## YOUR GOAL
Update the lines below by changing every "single dot" to "single point" and keeping everything else the same. Omit the pictures from your answer.

Source data:
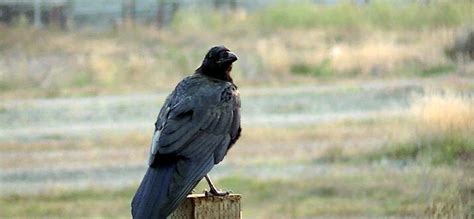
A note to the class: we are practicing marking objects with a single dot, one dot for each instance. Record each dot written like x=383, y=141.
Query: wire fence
x=108, y=13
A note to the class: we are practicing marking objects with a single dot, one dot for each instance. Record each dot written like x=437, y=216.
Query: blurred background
x=359, y=108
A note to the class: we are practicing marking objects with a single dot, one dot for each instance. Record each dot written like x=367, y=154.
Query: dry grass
x=144, y=59
x=441, y=114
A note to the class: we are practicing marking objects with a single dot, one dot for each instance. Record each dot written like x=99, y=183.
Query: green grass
x=379, y=15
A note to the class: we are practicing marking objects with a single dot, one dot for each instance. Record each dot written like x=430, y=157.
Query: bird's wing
x=197, y=121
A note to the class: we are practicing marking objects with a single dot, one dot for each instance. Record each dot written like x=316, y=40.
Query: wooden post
x=198, y=206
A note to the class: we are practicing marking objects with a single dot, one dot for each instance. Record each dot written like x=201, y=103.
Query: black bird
x=198, y=123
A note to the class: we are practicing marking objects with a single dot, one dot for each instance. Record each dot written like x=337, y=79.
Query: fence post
x=198, y=206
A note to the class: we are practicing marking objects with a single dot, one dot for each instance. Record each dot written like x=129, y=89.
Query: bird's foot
x=215, y=192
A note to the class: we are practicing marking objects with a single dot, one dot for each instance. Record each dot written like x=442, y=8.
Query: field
x=341, y=117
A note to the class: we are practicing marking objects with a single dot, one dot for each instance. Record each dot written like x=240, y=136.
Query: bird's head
x=218, y=63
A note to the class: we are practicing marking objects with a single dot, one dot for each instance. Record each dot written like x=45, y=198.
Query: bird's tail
x=164, y=187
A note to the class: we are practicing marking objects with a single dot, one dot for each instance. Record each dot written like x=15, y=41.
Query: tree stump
x=198, y=206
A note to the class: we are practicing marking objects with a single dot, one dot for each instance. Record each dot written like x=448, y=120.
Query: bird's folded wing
x=191, y=131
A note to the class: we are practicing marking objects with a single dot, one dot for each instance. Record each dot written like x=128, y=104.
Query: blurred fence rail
x=106, y=14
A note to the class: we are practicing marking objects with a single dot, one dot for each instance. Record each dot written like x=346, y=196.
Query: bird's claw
x=212, y=193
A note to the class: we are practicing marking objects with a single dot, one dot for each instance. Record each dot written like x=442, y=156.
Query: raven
x=198, y=123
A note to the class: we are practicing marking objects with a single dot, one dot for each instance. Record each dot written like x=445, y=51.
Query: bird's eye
x=223, y=54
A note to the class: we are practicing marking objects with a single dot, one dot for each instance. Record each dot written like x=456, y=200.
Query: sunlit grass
x=373, y=193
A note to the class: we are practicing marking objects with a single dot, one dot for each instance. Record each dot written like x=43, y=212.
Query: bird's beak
x=232, y=57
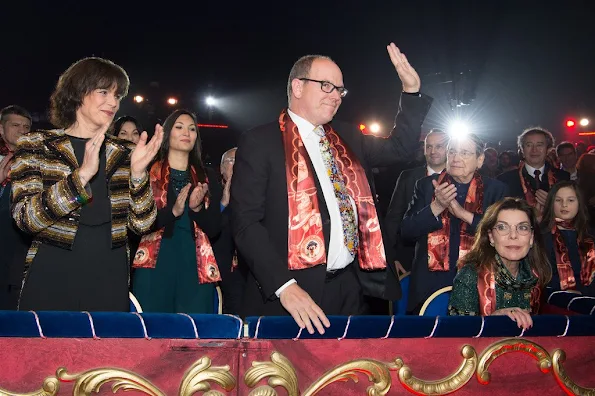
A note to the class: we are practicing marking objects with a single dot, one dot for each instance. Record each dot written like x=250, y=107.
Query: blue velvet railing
x=118, y=325
x=422, y=326
x=129, y=325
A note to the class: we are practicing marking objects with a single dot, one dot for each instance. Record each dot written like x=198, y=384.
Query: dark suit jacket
x=260, y=216
x=419, y=221
x=513, y=181
x=397, y=249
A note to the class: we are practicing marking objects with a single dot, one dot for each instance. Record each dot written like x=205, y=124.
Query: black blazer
x=397, y=249
x=513, y=181
x=260, y=215
x=419, y=221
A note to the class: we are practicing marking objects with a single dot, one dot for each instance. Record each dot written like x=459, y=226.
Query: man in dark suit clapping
x=304, y=213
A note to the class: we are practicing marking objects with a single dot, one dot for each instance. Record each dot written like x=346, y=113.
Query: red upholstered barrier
x=175, y=366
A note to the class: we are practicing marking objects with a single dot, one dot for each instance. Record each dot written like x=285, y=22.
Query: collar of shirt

## TASK RESPONSE
A note to the class: we are practicing marking objects with a single point, one dot for each instance. Record each dot written like x=383, y=141.
Query: wire fence
x=108, y=13
A note to the class: we are practicing marking objects with a single point, one dot for each instance. Record each dot written like x=437, y=216.
Query: blurred background
x=359, y=108
A note to the class: we are practicing marking objects with a single point, one dot for each instance. Record each dot written like x=367, y=154.
Query: dry grass
x=144, y=59
x=441, y=114
A note to the class: we are practicing marking objects with a single point, one dot for each instance. Record each dot written like x=99, y=183.
Query: green grass
x=379, y=15
A note to the class: we are practicing marking objects with a single point, one dot for each instance. Record each dot written like x=430, y=157.
Query: bird's wing
x=197, y=121
A note to the class: we are practicing marking objects with a single point, one dot for each instance. Record each dot written like x=316, y=40.
Query: wooden post
x=198, y=206
A note to the class: we are practicing marking objects with a single point, one dot for each instance. Record each dot written like x=201, y=103.
Query: black bird
x=198, y=123
A note to the class: we are practicing marking objects with a single point, one dot for each instance. Record each dot written like x=337, y=79.
Query: fence post
x=198, y=206
A note to the class: we are practicing marking objects with a single point, one dot for each instance. Record each dot written like x=129, y=89.
Query: bird's foot
x=215, y=192
A note to the class: we are practicing marking objects with a single point, one dot for each instance. Record each dot written like x=442, y=8.
Query: field
x=341, y=117
A note to the class: we are practicing marking objects with a single point, one dot for each instance. Record each dot written like x=240, y=136.
Query: bird's head
x=218, y=63
A note to the class: we are practicing marking objects with a single point, one dot for each instance. Record each dot written like x=45, y=198.
Query: bird's tail
x=164, y=187
A note to the class: we are practicing marking objects with a single point, one dot for each instance. Record each dot written like x=15, y=41.
Query: tree stump
x=198, y=206
A note to the class: we are practicing marking objects with a single point, one dot for each instance. Record each dot written like x=448, y=120.
Query: bird's folded wing
x=191, y=131
A note to the class: we are practicing marking objects with a single point, one dot for each instance. Record each dot written like x=128, y=104.
Query: blurred fence rail
x=106, y=14
A note to the class: we are practicing marking objects with a single point, one dot for each instance. Record each dot written like x=346, y=196.
Query: bird's claw
x=212, y=193
A note to the class: we are practicing marking objects with a single point, one dot for each instance. Record each dot written like x=442, y=156.
Query: raven
x=198, y=123
A note to the class: we are practicing marking objects with a single point, one dot for each instance. Record each dot written like x=445, y=51.
Query: bird's eye
x=223, y=54
A note to the class: we are practicing marking objects with a single point, one dot for each instance. Record each dot written like x=456, y=200.
Query: sunlit grass
x=373, y=193
A note to the class: we are practicing marking objects with a single point, one dot for each instance. Record each dot written like x=43, y=212.
Query: bird's beak
x=232, y=57
A note to the class: we are practicing marking objects with a single point, one dot for each instance. Record each dot written like x=250, y=107.
Query: blue velvet railing
x=118, y=325
x=422, y=326
x=129, y=325
A note to the class: we are practicing marking objects with a single point, one dot for each instance. Record each dot written like x=198, y=384.
Query: dark suit jacket
x=260, y=216
x=419, y=221
x=513, y=181
x=397, y=249
A note to the class: we are practicing marking objects with a single point, one dot for each instance. Record each dot written like x=205, y=124.
Query: black blazer
x=397, y=249
x=513, y=181
x=260, y=215
x=419, y=221
A note to the class: we are practicing marking objects with a single point, one dot for each instance. Record each dot written like x=459, y=226.
Query: man in dark suit clapping
x=304, y=213
A note to the class: we are practicing marking objects with a single point, one dot for each instance. Record each dot written like x=346, y=113.
Query: red upholstered barrier
x=175, y=366
A note to the class: we are practicing marking objects with a single point, one dot for each instance. Record each dot written like x=285, y=22.
Query: collar of shirt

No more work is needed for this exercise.